— Start of Recorded information —

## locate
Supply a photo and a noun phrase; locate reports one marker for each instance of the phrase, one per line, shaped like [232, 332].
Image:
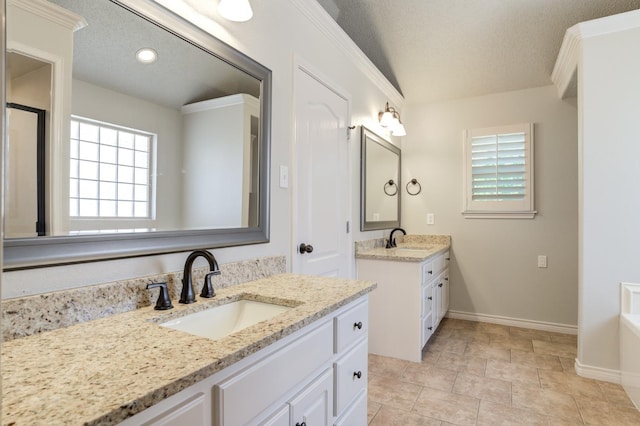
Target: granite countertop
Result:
[103, 371]
[403, 253]
[410, 248]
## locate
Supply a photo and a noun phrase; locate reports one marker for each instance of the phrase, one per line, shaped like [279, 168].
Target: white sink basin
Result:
[220, 321]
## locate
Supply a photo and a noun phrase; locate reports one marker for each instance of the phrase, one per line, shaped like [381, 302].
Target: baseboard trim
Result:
[514, 322]
[598, 373]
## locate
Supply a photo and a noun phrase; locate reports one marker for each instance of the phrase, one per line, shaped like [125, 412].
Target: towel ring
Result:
[414, 182]
[391, 184]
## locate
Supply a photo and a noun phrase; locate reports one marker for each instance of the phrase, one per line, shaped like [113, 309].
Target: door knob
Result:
[305, 248]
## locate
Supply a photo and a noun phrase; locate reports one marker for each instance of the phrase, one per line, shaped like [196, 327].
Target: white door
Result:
[313, 405]
[321, 184]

— End of Recorded information —

Written problem - Report every line of the items above that contains the word "each", counting only matches with the same case.

Solution to this problem -
Supply a photo and a noun phrase; locate reports one marker for each instance of the phrase, one per line, shaped like [232, 332].
Supply a photo and a noun phrase; locate reports one marker for each instance of the phrase, one per line, shaped like [279, 168].
Supply a photo and a noun phrase; locate reports one marker for each instance of the phrase, one per line, shaped like [381, 302].
Supply a photo and a noun phrase; locate reports one marker for each instance of the phrase, one per line, shaped like [125, 412].
Supply a photo and a noun phrase; locate reports one marker for each instance of the phrase, one per line, shaped like [113, 309].
Supply a photo and a noun phrase; locate reports one marker for each instance of the phrase, one per line, shaped like [196, 327].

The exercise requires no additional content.